====== TEXT SHOWN ======

But The Fifth Estate unearthed Sainte-Marie’s purported birth certificate, which states that she was born in 1941 in Stoneham, Massachusetts, to Albert and Winifred Santamaria — her supposed adoptive parents, who are listed as white. Although a representative for Sainte-Marie told the program that adopted children in Massachusetts were commonly issued new birth certificates with their adoptive parents’ names, Leo traveled to Stoneham to verify Sainte-Marie’s documentation, which appears to have been filed at the time of her birth and not later.
“It doesn’t appear that she was adopted in any way, shape or form,” Stoneham town clerk Maria Sagarino told Leo.
This potential smoking gun could be a destabilizing and demoralizing blow for many members of the Indigenous community, who in the past 12 months also have seen aspersions cast on the heritage of high-profile figures including Sacheen Littlefeather and independent film producer Heather Rae.
“You’re gonna hear people say, ‘I’ve lost another hero,’” says Native Studies professor Kim TallBear, who appears in the documentary alongside other noted watchdogs of “Pretendianism,” including freelance journalist Jacqueline Keeler and lawyer Jean Teillet. “She’s really important in Indian Country.”
The episode also includes interviews with the musician’s cousin and niece, who say that the family refrained from exposing Sainte-Marie’s true parentage for fear of financial reprisal.
One relative attempted to speak out — Alan St. Marie, Buffy’s older brother, who had been writing letters to newspapers in an attempt to set the record straight. But after he informed PBS — whose Sesame Street introduced Sainte-Marie to a whole new generation of potential listeners — that they were in fact biological siblings, the singer sent him a letter threatening to expose him for molesting her as a child if he did not cease and desist.
“If you tell people that I am Caucasian, I will tell people that you are a pedophile,” says Alan’s daughter, Heidi St. Marie, of her interpretation of her aunt’s letter. Alan died in 2011.
In a statement released one day in advance of the Friday premiere of the Fifth Estate investigation, Sainte-Marie said that the CBC reached out to her in September to ask her about her identity and childhood sexual assault. “Painfully, the CBC has also forced me to relive and defend my experience as a survivor of sexual abuse which I endured at the hands of my brother, as well as another family member — whom I have never publicly named,” she wrote. “All I can says is what I know to be true: I know who I love, I know who loves me. And I know who claims me.”
Those include members of the Piapot family, two of whom emailed The Fifth Estate a statement that was also made available to The Hollywood Reporter: “We are direct descendants of Chief Piapot, and we are just two of the many people of the Piapot First Nation who call Buffy Sainte-Marie our relative,” wrote Debra and Ntwanis Piapot. “No one, including Canada and its governments, the Indian Act, institutions, media or any person anywhere can deny our family’s inherent right to determine who is a member of our family and community.”
Teillet says that Sainte-Marie’s Cree adoption was “a very serious and lovely thing,” but it doesn’t make her actually Indigenous.
“Buffy’s a good musician, and she’s done amazing things. Did she have to do it in redface?” she asks. “I would argue she didn’t have to. She chose to do that.”

======

### YOUR INSTRUCTIONS
In the article on Buffy Sainte-Marie's heritage, write out the part from "This potential smoking" to "producer Heather Rae." again, swapping "demoralizing" for "disheartening".

====== GIVEN DATA ======

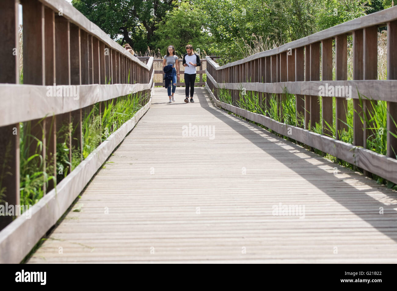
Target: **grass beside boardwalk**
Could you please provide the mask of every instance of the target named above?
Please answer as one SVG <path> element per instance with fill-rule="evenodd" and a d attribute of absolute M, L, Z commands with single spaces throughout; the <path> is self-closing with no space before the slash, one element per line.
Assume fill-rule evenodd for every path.
<path fill-rule="evenodd" d="M 229 104 L 232 104 L 232 98 L 229 90 L 221 89 L 219 89 L 218 92 L 220 101 Z M 303 124 L 304 116 L 299 116 L 297 118 L 295 106 L 296 96 L 295 95 L 286 93 L 283 94 L 283 98 L 281 98 L 281 106 L 282 108 L 281 111 L 283 112 L 283 118 L 282 119 L 278 111 L 277 95 L 276 94 L 268 94 L 270 96 L 269 100 L 270 106 L 266 106 L 264 102 L 262 103 L 260 102 L 260 99 L 259 98 L 259 94 L 257 92 L 247 91 L 247 94 L 241 95 L 241 91 L 240 98 L 239 100 L 237 101 L 236 105 L 238 107 L 249 111 L 267 116 L 276 121 L 283 122 L 289 125 L 302 127 Z M 371 111 L 372 113 L 368 114 L 368 116 L 362 117 L 361 119 L 361 122 L 363 124 L 365 121 L 366 124 L 372 125 L 367 127 L 367 129 L 369 130 L 371 133 L 367 139 L 367 148 L 368 149 L 376 152 L 385 155 L 387 136 L 386 120 L 388 114 L 386 102 L 382 101 L 376 101 L 370 100 L 365 96 L 362 95 L 360 96 L 360 97 L 359 100 L 362 105 L 363 100 L 367 100 L 367 102 L 370 103 L 370 104 L 367 106 L 372 109 Z M 320 100 L 321 98 L 319 98 L 319 99 Z M 335 97 L 333 97 L 333 120 L 332 126 L 330 126 L 328 125 L 328 129 L 330 129 L 331 133 L 328 135 L 335 139 L 336 137 Z M 354 111 L 353 103 L 353 99 L 347 100 L 347 121 L 345 123 L 347 125 L 347 130 L 343 130 L 342 131 L 340 131 L 339 133 L 340 137 L 339 139 L 341 141 L 351 144 L 352 144 L 353 142 L 353 113 Z M 320 104 L 321 106 L 322 105 L 321 102 L 320 102 Z M 253 123 L 242 116 L 239 116 L 234 114 L 233 114 L 247 120 L 247 121 L 255 123 L 256 125 L 265 128 L 272 133 L 280 137 L 301 145 L 303 145 L 288 137 L 279 134 L 261 124 Z M 320 119 L 321 118 L 322 118 L 322 116 L 320 116 Z M 394 121 L 394 122 L 395 123 L 396 121 Z M 322 134 L 322 129 L 320 123 L 316 123 L 315 127 L 313 128 L 310 129 L 310 130 L 320 134 Z M 397 137 L 397 132 L 391 133 Z M 327 158 L 334 162 L 337 162 L 343 166 L 355 170 L 358 170 L 357 167 L 354 165 L 338 159 L 329 154 L 323 152 L 317 149 L 315 149 L 314 151 L 316 153 L 324 156 Z M 397 155 L 395 154 L 395 158 L 397 158 Z M 372 175 L 372 177 L 376 179 L 378 183 L 385 184 L 389 188 L 393 188 L 395 190 L 397 190 L 397 185 L 393 182 L 388 181 L 382 177 L 378 177 L 375 175 Z"/>
<path fill-rule="evenodd" d="M 93 105 L 89 111 L 83 110 L 82 120 L 83 159 L 96 148 L 100 143 L 116 131 L 122 124 L 131 118 L 147 102 L 148 93 L 139 93 L 103 102 L 101 104 L 102 114 L 99 114 L 99 104 Z M 52 119 L 53 124 L 54 118 Z M 52 180 L 54 184 L 66 177 L 71 168 L 72 171 L 82 160 L 79 143 L 71 149 L 72 159 L 69 158 L 69 133 L 74 136 L 77 126 L 73 128 L 73 122 L 64 125 L 57 132 L 56 177 L 54 175 L 54 158 L 46 157 L 46 168 L 43 169 L 43 148 L 48 147 L 42 141 L 44 135 L 42 119 L 38 121 L 28 121 L 19 124 L 20 145 L 20 197 L 21 205 L 33 205 L 44 195 L 43 184 L 47 186 Z M 41 129 L 41 137 L 32 134 L 33 127 Z M 47 147 L 48 148 L 48 147 Z M 48 152 L 48 151 L 47 151 Z M 4 175 L 0 177 L 3 178 Z M 1 186 L 1 184 L 0 184 Z M 1 192 L 0 192 L 0 195 Z M 1 197 L 0 197 L 0 198 Z"/>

======

### TASK OUTPUT
This potential smoking gun could be a destabilizing and disheartening blow for many members of the Indigenous community, who in the past 12 months also have seen aspersions cast on the heritage of high-profile figures including Sacheen Littlefeather and independent film producer Heather Rae.